--- Dataset content ---

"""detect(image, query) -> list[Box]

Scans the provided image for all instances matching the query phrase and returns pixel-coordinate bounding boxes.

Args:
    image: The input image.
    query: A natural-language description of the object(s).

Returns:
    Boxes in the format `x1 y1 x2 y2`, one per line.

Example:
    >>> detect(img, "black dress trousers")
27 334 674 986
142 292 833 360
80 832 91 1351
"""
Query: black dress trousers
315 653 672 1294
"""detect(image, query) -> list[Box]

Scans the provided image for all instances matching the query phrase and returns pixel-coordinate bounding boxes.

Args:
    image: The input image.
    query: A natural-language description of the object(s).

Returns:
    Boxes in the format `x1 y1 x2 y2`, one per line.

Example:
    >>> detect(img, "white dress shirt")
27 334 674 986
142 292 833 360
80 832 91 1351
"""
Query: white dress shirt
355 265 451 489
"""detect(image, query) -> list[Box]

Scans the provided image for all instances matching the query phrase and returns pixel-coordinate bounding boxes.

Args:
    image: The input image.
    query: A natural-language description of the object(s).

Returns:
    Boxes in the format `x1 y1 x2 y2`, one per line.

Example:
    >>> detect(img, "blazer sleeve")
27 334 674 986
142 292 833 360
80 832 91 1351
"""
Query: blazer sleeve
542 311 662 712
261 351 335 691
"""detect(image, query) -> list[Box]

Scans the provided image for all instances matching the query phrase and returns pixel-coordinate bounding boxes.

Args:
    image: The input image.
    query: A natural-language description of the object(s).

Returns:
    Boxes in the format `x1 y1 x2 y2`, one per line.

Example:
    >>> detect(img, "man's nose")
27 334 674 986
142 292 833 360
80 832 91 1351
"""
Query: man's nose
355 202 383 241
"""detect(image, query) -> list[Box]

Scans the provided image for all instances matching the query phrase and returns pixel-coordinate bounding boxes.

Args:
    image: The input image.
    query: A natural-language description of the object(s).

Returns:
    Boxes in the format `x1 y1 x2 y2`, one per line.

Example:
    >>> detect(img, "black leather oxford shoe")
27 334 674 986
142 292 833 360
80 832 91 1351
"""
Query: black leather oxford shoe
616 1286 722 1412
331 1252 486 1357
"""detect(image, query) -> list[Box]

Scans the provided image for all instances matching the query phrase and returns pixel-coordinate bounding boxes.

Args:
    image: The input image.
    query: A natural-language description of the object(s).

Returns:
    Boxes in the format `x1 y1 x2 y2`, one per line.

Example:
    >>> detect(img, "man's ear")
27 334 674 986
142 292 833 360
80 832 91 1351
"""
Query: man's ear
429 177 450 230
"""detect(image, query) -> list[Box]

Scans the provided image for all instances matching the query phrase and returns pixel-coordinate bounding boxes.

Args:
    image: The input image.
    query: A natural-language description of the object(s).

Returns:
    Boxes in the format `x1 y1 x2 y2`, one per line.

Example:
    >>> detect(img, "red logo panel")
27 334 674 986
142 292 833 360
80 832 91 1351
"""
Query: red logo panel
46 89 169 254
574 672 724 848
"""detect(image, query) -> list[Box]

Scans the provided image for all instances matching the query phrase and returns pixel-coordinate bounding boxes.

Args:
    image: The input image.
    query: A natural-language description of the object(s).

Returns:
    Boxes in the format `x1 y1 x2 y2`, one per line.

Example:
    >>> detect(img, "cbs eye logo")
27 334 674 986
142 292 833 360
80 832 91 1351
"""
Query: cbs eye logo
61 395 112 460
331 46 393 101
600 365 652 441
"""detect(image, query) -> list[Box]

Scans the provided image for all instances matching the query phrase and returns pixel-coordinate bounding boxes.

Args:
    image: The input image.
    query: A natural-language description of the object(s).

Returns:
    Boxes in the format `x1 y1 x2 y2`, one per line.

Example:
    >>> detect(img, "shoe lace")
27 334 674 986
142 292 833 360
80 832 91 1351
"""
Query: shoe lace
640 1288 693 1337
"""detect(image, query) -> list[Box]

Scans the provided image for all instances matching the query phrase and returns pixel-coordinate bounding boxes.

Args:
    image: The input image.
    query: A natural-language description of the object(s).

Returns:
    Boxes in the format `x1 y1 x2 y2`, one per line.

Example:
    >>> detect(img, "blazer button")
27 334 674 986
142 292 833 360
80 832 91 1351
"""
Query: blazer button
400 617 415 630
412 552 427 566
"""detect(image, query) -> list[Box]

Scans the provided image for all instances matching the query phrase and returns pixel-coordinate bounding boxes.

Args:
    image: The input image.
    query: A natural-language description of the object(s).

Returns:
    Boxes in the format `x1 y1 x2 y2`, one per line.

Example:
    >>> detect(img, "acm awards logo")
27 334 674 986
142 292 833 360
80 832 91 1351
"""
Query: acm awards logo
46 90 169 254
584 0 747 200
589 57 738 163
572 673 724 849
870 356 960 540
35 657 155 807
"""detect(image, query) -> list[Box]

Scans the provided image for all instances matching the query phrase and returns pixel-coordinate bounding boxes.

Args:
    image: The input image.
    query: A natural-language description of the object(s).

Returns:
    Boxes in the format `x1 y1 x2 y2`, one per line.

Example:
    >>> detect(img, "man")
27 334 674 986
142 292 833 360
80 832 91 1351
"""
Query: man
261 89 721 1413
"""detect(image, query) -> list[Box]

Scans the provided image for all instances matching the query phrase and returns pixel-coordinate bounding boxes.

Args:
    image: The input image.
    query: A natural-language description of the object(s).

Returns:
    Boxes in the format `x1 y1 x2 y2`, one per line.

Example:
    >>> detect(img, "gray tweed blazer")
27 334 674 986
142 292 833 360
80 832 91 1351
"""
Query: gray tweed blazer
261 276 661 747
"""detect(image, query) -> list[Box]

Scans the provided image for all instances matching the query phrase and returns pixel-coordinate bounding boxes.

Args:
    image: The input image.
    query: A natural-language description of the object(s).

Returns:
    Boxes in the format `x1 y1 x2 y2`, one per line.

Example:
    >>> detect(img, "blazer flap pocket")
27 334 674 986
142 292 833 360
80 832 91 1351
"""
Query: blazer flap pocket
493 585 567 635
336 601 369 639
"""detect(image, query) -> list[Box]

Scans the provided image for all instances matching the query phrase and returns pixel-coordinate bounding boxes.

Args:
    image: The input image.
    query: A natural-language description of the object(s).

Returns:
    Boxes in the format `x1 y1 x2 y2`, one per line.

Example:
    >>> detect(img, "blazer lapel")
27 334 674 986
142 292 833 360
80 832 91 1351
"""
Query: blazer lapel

---

All the lines above should come back exactly as written.

→ **Response area**:
"""detect(image, query) -> list[Box]

Scans the provided image for all instances matching the query phrase and returns pixel-coordinate bounding boxes.

Args:
    image: The input image.
    query: A natural-language description of the object(s).

Returns:
    Boxes in the format `x1 y1 x2 y2`, one per line.

Example:
    >>> detect(img, "black dress trousers")
27 334 674 986
142 292 833 360
80 832 91 1351
"""
Query: black dress trousers
315 653 672 1294
"""detect(image, query) -> list[Box]

Scans the provided image for all instances matching the query phrase and returns pixel-coordinate bounding boxes.

Args:
    image: The input image.
    query: A natural-language description of the object(s).

Returns:
    Boxes in the format `x1 y1 x2 y2`, one per line.

Example:
    >>> detect(img, "white dress shirt")
27 334 674 986
142 292 833 360
80 832 91 1351
"""
Query: white dress shirt
355 265 451 489
"""detect(image, query) -> list[Box]

Scans the provided image for all instances matching the query phrase and returns pixel-coordinate bounding boxes.

Args:
    image: The input image.
    query: A natural-language description of the object(s).

Returns:
    Boxes in the format `x1 y1 x2 y2`, one per line.

Example:
    >>> detect(img, "blazer sleeve")
27 334 674 986
142 292 833 360
80 832 91 1351
"""
Query: blazer sleeve
542 311 662 712
261 351 335 691
"""detect(image, query) -> list[Box]

Scans the provided image for all instances matching the query phrase and returns pixel-coordinate bounding boxes.

Args:
    image: The input image.
    query: A natural-language description of the object(s).

Returns:
    Boxes in the format `x1 y1 x2 y2`, one per line.

Example:
    >>> detect(img, "man's nose")
27 334 674 986
142 292 833 360
80 832 91 1351
"""
Query: man's nose
355 202 383 241
"""detect(image, query) -> list[Box]

Scans the provided image for all instances matching the query phrase and returns pixel-coordinate bounding boxes.

Args:
    image: The input image.
    query: A natural-language description of the object(s).

Returns:
    Boxes in the format `x1 y1 x2 y2`, one per line.

Example:
    >>> detect(img, "black leather oxford shoe")
27 334 674 986
142 292 833 360
80 832 91 1351
"""
Query: black leather oxford shoe
616 1286 722 1412
331 1252 486 1357
"""detect(image, query) -> list[Box]

Scans the provided image for all instances matching the query phrase and returns pixel-coordinate bounding boxes.

Args:
    image: The input image.
    query: A natural-language description of the object(s).

Returns:
    Boxes in the format `x1 y1 x2 y2`, one per line.

Example:
    >>> detect(img, "man's ear")
27 334 674 986
142 292 833 360
80 832 91 1351
"""
Query: man's ear
429 177 450 230
"""detect(image, query) -> list[Box]

Scans the provided image for all instances matching the query phrase and returns pixel-coordinate bounding boxes.

Args:
    image: The input image.
    query: A natural-language description of the object(s).

Returns:
    Boxes in the format `x1 y1 x2 y2`, one per line.

Example:
    >>> detect(img, "red logo panel")
27 334 674 986
142 292 833 360
80 832 91 1351
"""
Query: red logo panel
46 89 169 254
574 672 724 848
"""detect(image, query) -> list[Box]

Scans the provided image for all instances matching the query phrase and returns pixel-coordinate bounding boxes.

Args:
    image: The input image.
    query: A natural-language description of the object(s).

Returns:
    Boxes in the format `x1 y1 x2 y2`, one per line.

Example:
    >>> detect(img, "cbs eye logo")
27 334 674 986
142 292 833 360
80 832 91 1351
"""
Query: cbs eye logo
61 395 112 460
331 46 393 101
600 365 652 441
"""detect(image, query) -> list[Box]

Scans the provided image for all instances matching the query phrase and returns pixel-coordinate bounding boxes.

Args:
    image: The input image.
    query: A natural-language description of the object(s).

Returns:
    Boxes in the format `x1 y1 x2 y2`, one per line.

Example:
    >>> detect(img, "shoe lace")
27 334 674 986
142 292 833 360
80 832 91 1351
"""
Query: shoe lace
640 1288 693 1337
"""detect(image, query) -> list[Box]

Scans the provided image for all instances matching the query phrase and returns pixel-coordinate bounding boxes.

Args:
    image: The input image.
    query: A natural-language description of the object(s).

Returns:
    Boxes in the format `x1 y1 x2 y2`, one per line.

Example:
    >>> detect(img, "blazer button")
27 334 674 986
142 292 833 360
80 832 91 1351
"""
Query: blazer button
400 617 415 630
412 552 427 566
"""detect(image, query) -> list[Box]

Scans the provided image for all instances matching the query phrase and returns pixel-coordinate bounding boxes.

Args:
    image: The input image.
    query: A natural-language description of the object(s).

Returns:
    Boxes in the format `x1 y1 x2 y2`, one per line.

Example:
    >>> detect(img, "acm awards logo")
27 334 674 986
142 292 833 360
80 832 91 1351
"""
Query: acm awards logo
46 90 169 254
584 0 747 200
589 57 738 163
572 673 724 849
870 356 960 540
35 657 155 807
"""detect(image, query) -> list[Box]

Scans the provided image for all instances matching the query phrase and returns pixel-coordinate bounding boxes.

Args:
    image: The input image.
    query: A natural-language description of the object(s).

Returns:
    Boxes in the format `x1 y1 x2 y2`, one per line.

Example:
    >>> detect(img, "man")
27 334 674 986
142 292 833 360
80 832 91 1351
"""
Query: man
261 89 721 1413
"""detect(image, query) -> list[Box]

Scans the provided image for all instances matching the query phrase and returns pixel-coordinate bounding boxes.

Args:
    image: The input image.
    query: A natural-language description of the object(s).

Returns:
    Boxes in the format `x1 y1 x2 y2`, one per line.

Example:
    >>> detect(img, "gray tweed blazer")
27 334 674 986
142 292 833 360
80 832 91 1351
"""
Query: gray tweed blazer
261 276 661 747
"""detect(image, query) -> list[Box]

Scans the provided image for all instances matching the query phrase and returns pixel-coordinate bounding boxes.

Args:
    image: The input image.
    query: A natural-language description of the object(s).

Returns:
    Boxes in the format `x1 y1 x2 y2`, one per line.

Example:
    >>> detect(img, "blazer flap pocket")
27 334 674 986
142 292 833 360
80 832 91 1351
"""
Query: blazer flap pocket
493 585 567 635
336 601 369 639
"""detect(image, query) -> list[Box]

Scans the provided image for all instances matching the query phrase and returns pixel-coordinate bounding boxes.

Args:
    image: The input image.
    query: A natural-language description of the object(s).

Returns:
    Boxes in the format `x1 y1 x2 y2`, one per line.

Example:
    >>> detect(img, "blazer lapel")
27 334 674 986
142 292 833 360
80 832 91 1351
"""
Query: blazer lapel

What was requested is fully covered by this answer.